> ФРАГМЕНТ ТЕКСТА:
※

Долго шли на веслах, поочередно меняясь на руле. Весь световой день нас сопровождали любопытные тюлени. Наталья разговаривала с ними. Те плыли за кормой и внимательно ее слушали, время от времени скрываясь под гладкой поверхностью, а потом снова выныривая.

К концу светового дня мы пересекли траверс Кузовов. Словно гигантские утесы они вырастали из моря далеко на юге. Их вершины уже были окутаны плотным туманом, и светлая линия горизонта справа по  борту превратилась в узкую освещенную заходящим солнцем горизонтальную щель над морем. За кормой Соловки пропали из виду. Их заслонила какая-то серо-фиолетовая стена, которая быстро догоняла нашу эскадру и заходила далеко справа и слева от нас. Внезапно все видимые ориентиры прямо по курсу стали размываться, и вскоре словно растворились в воздухе. Горизонт впереди стал серым. Наш катамаран замыкал кильватерный строй, и два паруса, шедшие в километре впереди нас, были видны все хуже и хуже. Когда между нами по воде поползли  клочья тумана, я понял, что сейчас произойдет то, что я предчувствовал уже с утра: еще немного и мы потеряем друг друга. Туман стал плотнее и два впереди идущих паруса пропали из виду. Страха не было. Не смотря на то, что у нас на борту не было GPS-прибора, я знал, где мы находимся, понимал, что отливным течением нас уже сносит на север и с учетом этого корректировал компасный курс. Материковый берег был уже недалеко. Главное было не налететь в наступающей темноте на подводный риф. На какое-то время туман рассеялся, и я увидел красно-белый и желтый парус двух передних лодок. Они стояли и ждали нас. Наш бело-голубой парус они в тумане уже не видели и растерянно вращали головами во все стороны. Мы подошли вплотную, и я дал команду собраться в плотную группу.

※

> ЗАПИСИ:
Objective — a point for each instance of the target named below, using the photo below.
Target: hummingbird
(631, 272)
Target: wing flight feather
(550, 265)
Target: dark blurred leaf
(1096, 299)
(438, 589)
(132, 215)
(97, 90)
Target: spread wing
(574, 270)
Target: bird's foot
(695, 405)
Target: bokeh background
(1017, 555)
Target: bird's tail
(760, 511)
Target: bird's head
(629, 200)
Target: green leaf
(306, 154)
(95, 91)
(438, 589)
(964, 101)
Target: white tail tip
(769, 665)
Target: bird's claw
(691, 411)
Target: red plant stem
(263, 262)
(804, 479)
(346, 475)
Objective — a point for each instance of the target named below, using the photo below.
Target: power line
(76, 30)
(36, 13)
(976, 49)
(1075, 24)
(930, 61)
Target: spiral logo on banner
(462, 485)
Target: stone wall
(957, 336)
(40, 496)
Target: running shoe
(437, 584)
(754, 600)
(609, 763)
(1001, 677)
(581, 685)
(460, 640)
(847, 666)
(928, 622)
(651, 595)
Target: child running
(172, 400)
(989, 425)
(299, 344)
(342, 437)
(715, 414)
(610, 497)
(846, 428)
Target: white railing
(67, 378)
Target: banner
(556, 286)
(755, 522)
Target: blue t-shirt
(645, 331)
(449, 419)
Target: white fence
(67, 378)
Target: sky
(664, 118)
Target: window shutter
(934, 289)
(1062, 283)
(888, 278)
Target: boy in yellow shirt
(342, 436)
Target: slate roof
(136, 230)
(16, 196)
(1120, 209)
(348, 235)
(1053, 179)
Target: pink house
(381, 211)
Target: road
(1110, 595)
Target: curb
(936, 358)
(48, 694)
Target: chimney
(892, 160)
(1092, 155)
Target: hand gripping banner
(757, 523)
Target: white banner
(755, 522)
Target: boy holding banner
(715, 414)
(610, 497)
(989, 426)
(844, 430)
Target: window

※

> СОСТАВ УПРАЖНЕНИЯ:
1) Перепишите без изменений фрагмент рассказа о морском переходе между «Долго шли на» и «потом снова выныривая.» включительно.
2) Продолжите рассказ о морском переходе, начиная сразу после его последнего предложения.

> ВАШИ ОТВЕТЫ:
1)
Долго шли на веслах, поочередно меняясь на руле. Весь световой день нас сопровождали любопытные тюлени. Наталья разговаривала с ними. Те плыли за кормой и внимательно ее слушали, время от времени скрываясь под гладкой поверхностью, а потом снова выныривая.

2)
Туман стал похож на фиолетовую вату. Видимость упала до нескольких метров.

То, что за кормой зажурчали рули, а обвисшие паруса расправились, я заметил не сразу. Глядя на стрелку компаса, я понял, что заработал юго-западный ветер. Сейчас мы двигались курсом бейдевинд, буквально сомкнувшись бортами. Папаша-Дойников мертвой хваткой вцепился в ванту и, словно лучезарный Ким-Чен-Ир, буравил взором непроницаемую стену тумана. Яков пытался определить по прибору GPS нашу скорость и координаты, но от влажности прибор перестал работать. Весь мой слух сконцентрировался далеко впереди в ожидании шума прибоя, а взгляд был прикован к стрелке компаса: куда-либо еще смотреть было бесполезно. По рангоуту, по стоячему такелажу и парусам ручьями стекала вода. Казалось, что влажность воздуха давно перевалила за 100%. Густая вата тумана становилась все более темной: неумолимо надвигалась ночь. Каким-то восьмым чувством я ощущал, что течение все сильнее стаскивает нас с курса на север. Чтобы скомпенсировать снос, я довернул на пару румбов к югу. Теперь мы шли на пределе лавировочного угла. Так прошло еще несколько минут. По напряженным взглядам с соседних катамаранов я понимал, что личный состав приготовился ночевать в темном, холодном сыром море и уже не надеется на благополучную встречу с землей.

Внезапно насторожилась Наталья: «Слева по борту шум прибоя! Я слышу его!»  Ее слуху я не мог не доверять. Дома меня всегда удивляла ее способность слышать сквозь стены. Благодаря своему слуху она жила в каком-то многомерном мире, недоступном моему пониманию. Она всегда точно знала, что происходит сверху, снизу, справа и слева от нашей квартиры, где находится и что делает соседская собака, могла дословно воспроизвести любой диалог наших соседей: в отличие от меня она попросту всегда отчетливо их слышала. За свою военную жизнь я прошел немало медицинских комиссий, порой очень серьезных. У меня не было оснований заподозрить себя в глухоте. Но рядом с Натальей я ощущал себя абсолютно глухим!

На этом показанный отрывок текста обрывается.